**EXCERPT PROVIDED**
James Delingpole James Delingpole

Kindred spirits

issue 03 March 2012

There’s a game you have to play at the BBC and Jeremy Paxman plays it very well — which is why he is currently still the most famous Old Malvernian after C.S. Lewis whereas I’m way down the list at maybe fourth, fifth or sixth. The rules are very simple: no matter how great your sympathies secretly might be towards the British Empire, Tory values, climate-change scepticism, Israel, the idea of national sovereignty, Margaret Thatcher or any other manifestation of what the BBC would consider WrongThink, you must suppress, suppress, suppress, using the mental equivalent of that spiked metal ring the late Victorians devised to discourage young men from masturbating.

With Paxo, this self-administered therapy has been extremely effective over the years. I’m afraid I have no actual evidence for this, other than what I have been able to deduce from having religiously watched him harrumphing and snorting his way through University Challenge this past decade or more. But I’m sure I’m right: behind that luvvyish, double-cheek-kissing, polenta-chomping, Islingtonian public persona Paxo has adopted in order to advance his media career, lurks a cross between Flashman, John Bull and a ginormous Victorian gunboat shelling the hell out of the inscrutable, insolent Chink for having the temerity to try to stop us going about our innocent business of holding his country enslaved through addiction to our lovely opium.

This adds no end to the pleasure of watching Paxo’s new BBC series Empire, in which the two sides of his Jekyll/Hyde personality wrestle most entertainingly for supremacy. So, for example, he’ll be sitting at the Gezira Sporting Club in Cairo (one of the many splendid legacies from its days as a British protectorate) watching an agreeable game of croquet in the company of an elderly Egyptian gentleman dressed in the Western style.

**DATASET EXCERPTS**
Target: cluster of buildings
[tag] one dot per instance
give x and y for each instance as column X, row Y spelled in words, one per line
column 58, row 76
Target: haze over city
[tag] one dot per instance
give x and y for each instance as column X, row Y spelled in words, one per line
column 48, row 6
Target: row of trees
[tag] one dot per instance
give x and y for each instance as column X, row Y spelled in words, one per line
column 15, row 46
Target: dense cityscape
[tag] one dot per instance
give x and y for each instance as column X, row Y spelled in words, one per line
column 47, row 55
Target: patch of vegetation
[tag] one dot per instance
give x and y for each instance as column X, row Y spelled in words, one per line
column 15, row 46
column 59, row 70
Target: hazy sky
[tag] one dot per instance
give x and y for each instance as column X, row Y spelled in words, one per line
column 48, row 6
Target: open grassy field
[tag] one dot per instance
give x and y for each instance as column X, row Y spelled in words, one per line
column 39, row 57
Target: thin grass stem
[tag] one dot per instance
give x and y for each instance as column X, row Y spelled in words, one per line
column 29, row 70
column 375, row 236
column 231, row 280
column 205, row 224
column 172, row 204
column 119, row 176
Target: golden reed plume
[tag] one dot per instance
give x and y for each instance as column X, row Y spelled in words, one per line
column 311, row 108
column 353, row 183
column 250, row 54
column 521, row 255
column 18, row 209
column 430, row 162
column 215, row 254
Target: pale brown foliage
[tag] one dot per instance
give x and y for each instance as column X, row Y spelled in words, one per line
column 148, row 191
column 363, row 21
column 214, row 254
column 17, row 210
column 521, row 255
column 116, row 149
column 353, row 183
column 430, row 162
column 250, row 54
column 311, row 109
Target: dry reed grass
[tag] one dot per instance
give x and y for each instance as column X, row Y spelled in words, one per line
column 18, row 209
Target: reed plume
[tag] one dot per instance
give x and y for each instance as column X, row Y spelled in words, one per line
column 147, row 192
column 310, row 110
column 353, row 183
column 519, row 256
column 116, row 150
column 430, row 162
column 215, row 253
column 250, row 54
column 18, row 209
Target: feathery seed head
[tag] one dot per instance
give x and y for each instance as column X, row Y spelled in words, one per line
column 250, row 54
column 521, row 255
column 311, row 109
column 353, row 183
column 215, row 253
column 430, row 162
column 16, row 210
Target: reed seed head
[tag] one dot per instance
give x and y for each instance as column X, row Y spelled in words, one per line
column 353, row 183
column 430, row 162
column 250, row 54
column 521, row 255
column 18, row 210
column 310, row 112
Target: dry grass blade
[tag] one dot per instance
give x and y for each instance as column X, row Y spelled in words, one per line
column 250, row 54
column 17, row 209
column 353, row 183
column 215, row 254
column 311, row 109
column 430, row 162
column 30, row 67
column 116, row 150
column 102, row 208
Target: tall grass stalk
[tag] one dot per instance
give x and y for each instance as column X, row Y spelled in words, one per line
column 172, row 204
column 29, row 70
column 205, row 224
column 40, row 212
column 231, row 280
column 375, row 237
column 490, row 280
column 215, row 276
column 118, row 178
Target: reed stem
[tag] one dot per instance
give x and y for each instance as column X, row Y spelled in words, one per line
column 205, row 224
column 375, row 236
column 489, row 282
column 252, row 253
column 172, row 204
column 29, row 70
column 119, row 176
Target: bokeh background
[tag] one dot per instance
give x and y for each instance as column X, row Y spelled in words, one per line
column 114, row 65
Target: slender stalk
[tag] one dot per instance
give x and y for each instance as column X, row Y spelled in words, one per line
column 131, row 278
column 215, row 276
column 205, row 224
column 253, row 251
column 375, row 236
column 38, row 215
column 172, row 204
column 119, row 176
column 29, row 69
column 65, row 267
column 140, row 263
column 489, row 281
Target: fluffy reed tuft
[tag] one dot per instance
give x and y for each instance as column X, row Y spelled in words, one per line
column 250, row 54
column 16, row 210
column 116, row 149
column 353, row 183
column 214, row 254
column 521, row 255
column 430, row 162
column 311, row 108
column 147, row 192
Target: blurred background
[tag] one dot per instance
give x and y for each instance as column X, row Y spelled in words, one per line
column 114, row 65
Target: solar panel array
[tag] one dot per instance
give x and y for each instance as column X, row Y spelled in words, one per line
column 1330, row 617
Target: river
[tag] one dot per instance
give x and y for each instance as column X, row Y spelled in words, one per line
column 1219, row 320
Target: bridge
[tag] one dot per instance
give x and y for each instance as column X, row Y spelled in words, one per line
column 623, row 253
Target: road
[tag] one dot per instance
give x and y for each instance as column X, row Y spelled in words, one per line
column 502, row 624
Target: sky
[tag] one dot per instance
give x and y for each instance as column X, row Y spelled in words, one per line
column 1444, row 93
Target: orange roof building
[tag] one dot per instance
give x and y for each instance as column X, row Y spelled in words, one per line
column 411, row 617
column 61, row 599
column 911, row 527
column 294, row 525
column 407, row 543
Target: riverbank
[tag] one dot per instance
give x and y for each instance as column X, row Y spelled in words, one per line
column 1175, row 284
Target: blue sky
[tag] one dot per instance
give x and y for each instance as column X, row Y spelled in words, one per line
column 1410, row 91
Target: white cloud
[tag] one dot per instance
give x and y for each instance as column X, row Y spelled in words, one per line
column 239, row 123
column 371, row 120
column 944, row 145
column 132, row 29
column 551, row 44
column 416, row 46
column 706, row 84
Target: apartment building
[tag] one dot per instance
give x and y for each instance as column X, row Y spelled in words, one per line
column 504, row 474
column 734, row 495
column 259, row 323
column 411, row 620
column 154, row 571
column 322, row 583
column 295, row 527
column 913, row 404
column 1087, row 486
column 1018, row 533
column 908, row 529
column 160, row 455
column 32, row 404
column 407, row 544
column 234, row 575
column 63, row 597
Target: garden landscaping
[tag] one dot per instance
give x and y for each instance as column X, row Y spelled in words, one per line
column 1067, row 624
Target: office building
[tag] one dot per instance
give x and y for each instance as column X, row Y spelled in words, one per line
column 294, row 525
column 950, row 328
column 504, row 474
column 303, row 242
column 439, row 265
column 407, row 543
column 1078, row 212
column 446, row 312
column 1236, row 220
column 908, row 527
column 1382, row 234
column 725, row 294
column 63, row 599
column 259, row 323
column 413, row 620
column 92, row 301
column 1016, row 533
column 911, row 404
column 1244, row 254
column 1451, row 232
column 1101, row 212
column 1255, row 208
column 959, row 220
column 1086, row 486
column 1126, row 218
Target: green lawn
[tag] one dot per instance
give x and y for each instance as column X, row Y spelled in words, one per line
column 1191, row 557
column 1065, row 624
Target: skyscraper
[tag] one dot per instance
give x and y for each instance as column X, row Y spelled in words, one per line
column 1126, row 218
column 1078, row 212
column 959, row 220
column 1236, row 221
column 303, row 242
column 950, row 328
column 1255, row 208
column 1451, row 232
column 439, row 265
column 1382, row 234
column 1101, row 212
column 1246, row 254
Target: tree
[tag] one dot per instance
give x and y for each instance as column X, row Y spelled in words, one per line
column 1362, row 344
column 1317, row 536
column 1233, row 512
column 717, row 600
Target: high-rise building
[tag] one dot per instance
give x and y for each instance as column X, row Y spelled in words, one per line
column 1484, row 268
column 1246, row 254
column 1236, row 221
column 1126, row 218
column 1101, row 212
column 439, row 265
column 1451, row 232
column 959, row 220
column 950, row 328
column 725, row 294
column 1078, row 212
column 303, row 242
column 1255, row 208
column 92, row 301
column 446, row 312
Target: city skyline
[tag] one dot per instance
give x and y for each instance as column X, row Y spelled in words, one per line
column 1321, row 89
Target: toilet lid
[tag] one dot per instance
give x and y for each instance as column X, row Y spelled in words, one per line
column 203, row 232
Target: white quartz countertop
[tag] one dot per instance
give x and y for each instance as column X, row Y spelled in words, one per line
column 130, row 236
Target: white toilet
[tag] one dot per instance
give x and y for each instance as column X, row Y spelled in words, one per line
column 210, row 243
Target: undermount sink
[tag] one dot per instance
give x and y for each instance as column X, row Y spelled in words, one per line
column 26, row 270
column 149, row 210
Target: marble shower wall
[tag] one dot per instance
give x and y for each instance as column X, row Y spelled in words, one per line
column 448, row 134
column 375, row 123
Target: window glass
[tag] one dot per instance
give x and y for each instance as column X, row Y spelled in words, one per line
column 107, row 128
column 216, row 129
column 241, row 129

**TASK DESCRIPTION**
Please reproduce the portion of the Paxman review that begins at the words "There’s a game" and stops after "men from masturbating.".

**RESULT FOR THIS TASK**
There’s a game you have to play at the BBC and Jeremy Paxman plays it very well — which is why he is currently still the most famous Old Malvernian after C.S. Lewis whereas I’m way down the list at maybe fourth, fifth or sixth. The rules are very simple: no matter how great your sympathies secretly might be towards the British Empire, Tory values, climate-change scepticism, Israel, the idea of national sovereignty, Margaret Thatcher or any other manifestation of what the BBC would consider WrongThink, you must suppress, suppress, suppress, using the mental equivalent of that spiked metal ring the late Victorians devised to discourage young men from masturbating.